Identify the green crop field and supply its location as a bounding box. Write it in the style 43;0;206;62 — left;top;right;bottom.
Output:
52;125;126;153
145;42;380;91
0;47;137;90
————————
ABOUT THIS EXERCISE:
Output every line above so that it reads exactly as before.

RESPONSE TO THE TASK:
Identify the green crop field and supply its location as a bounding box. Write it in the style 43;0;206;62 — left;top;right;bottom.
Output:
52;125;126;153
145;42;380;91
0;47;137;90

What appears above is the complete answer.